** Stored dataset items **
■ ■ ■ ■ ■

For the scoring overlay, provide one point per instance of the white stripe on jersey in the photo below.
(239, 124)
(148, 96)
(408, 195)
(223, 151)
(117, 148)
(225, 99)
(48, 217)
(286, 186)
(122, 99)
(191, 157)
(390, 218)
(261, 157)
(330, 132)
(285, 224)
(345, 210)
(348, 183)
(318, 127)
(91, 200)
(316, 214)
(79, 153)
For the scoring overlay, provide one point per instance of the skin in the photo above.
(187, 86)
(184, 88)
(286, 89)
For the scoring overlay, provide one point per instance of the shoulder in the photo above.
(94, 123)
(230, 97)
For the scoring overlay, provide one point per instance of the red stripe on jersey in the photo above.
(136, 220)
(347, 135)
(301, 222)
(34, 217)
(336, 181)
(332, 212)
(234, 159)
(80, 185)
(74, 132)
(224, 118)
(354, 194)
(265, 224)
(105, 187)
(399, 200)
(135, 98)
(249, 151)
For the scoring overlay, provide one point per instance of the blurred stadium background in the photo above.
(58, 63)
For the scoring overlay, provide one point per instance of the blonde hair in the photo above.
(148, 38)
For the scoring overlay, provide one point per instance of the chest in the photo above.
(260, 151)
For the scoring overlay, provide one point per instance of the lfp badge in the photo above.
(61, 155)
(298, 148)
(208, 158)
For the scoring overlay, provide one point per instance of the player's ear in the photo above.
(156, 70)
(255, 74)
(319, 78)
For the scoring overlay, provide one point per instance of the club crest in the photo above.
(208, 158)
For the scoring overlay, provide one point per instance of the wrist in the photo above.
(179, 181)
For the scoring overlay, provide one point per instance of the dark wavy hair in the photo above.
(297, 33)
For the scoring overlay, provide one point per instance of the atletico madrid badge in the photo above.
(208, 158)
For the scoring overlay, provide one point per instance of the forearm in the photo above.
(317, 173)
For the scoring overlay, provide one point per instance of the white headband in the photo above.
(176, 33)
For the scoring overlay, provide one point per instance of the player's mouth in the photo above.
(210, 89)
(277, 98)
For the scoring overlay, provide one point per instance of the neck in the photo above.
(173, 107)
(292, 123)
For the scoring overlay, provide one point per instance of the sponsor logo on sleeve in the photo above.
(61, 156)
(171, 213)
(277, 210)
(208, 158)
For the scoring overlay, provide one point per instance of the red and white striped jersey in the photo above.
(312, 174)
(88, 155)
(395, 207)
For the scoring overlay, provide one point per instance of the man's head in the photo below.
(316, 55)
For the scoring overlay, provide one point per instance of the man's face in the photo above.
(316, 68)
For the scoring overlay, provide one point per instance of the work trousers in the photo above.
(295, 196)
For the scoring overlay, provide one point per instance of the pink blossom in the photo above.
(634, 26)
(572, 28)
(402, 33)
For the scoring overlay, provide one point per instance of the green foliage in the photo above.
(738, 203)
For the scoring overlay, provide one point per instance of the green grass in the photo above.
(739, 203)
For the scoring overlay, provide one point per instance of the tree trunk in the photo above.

■ ■ ■ ■ ■

** Stated task **
The entries above should be repeated exactly, every one of them.

** Written reply **
For the scoring overlay, provide one point per instance of the white stripe on jersey in the photo below.
(239, 124)
(148, 96)
(408, 195)
(223, 151)
(117, 148)
(225, 99)
(48, 217)
(286, 186)
(122, 99)
(191, 157)
(390, 218)
(261, 157)
(330, 132)
(285, 224)
(345, 210)
(348, 183)
(318, 127)
(91, 200)
(316, 214)
(79, 153)
For the scoring overlay, provide one point per instance of the skin in the photo above.
(187, 86)
(184, 88)
(286, 89)
For the scoring overlay, provide one point per instance of the shoulder in the photo above.
(94, 123)
(230, 97)
For the scoring overlay, provide one point per instance of the red stripe on jersey in the photo above.
(136, 220)
(347, 135)
(301, 222)
(34, 217)
(336, 181)
(332, 212)
(234, 159)
(80, 185)
(74, 132)
(224, 118)
(354, 194)
(265, 224)
(105, 187)
(399, 200)
(135, 98)
(249, 151)
For the scoring overlay, provide one point per instance of the blurred stadium background in the photo above.
(58, 63)
For the scoring overlay, provide one point per instance of the blonde hair in the photo above.
(148, 38)
For the scoring overlay, provide one point per instance of the chest in the photo above.
(260, 151)
For the scoring overlay, provide one point per instance of the lfp badge in the photo above.
(61, 155)
(298, 148)
(208, 158)
For the scoring overlay, provide one point per instance of the player's ear in the photo above.
(156, 70)
(255, 74)
(319, 78)
For the scoring overlay, provide one point per instance of the club crest in the photo above.
(208, 158)
For the scoring overlay, provide one point per instance of the wrist in the photo above.
(179, 181)
For the scoring overlay, provide one point per instance of the dark wavy hair in the photo above.
(297, 33)
For the scoring overlay, provide one point per instance of the atletico madrid badge in the photo above.
(208, 158)
For the scoring overlay, provide one point per instance of the forearm in the photo above.
(317, 173)
For the scoring overlay, provide one point per instance of the white headband in the photo above.
(176, 33)
For the scoring overlay, provide one point per instance of the player's mouth in the photo above.
(210, 89)
(277, 98)
For the scoring overlay, provide one point per instance of the neck in the photo above.
(173, 107)
(292, 123)
For the scoring overlay, provide one point per instance of the sponsor logo on sleeve in the photo above.
(61, 156)
(171, 213)
(277, 210)
(208, 158)
For the scoring overlay, provide one point per instance of the red and white striped jersey in the photo above.
(312, 174)
(88, 155)
(395, 207)
For the scoring overlay, provide one point per instance of the man's head in the photo below.
(316, 55)
For the scoring overlay, provide one point per instance of the man's face in the photo above.
(316, 68)
For the scoring overlay, provide one point per instance of the work trousers in the photo above.
(295, 196)
For the scoring overlay, provide one point per instance of the pink blossom in the photo above.
(634, 26)
(572, 28)
(402, 33)
For the scoring overlay, provide one point per instance of the green foliage in the photo above.
(738, 203)
For the scoring overlay, provide one point per instance of the green grass in the photo above.
(739, 203)
For the scoring overlay, provide one point per instance of the tree trunk in the photo above.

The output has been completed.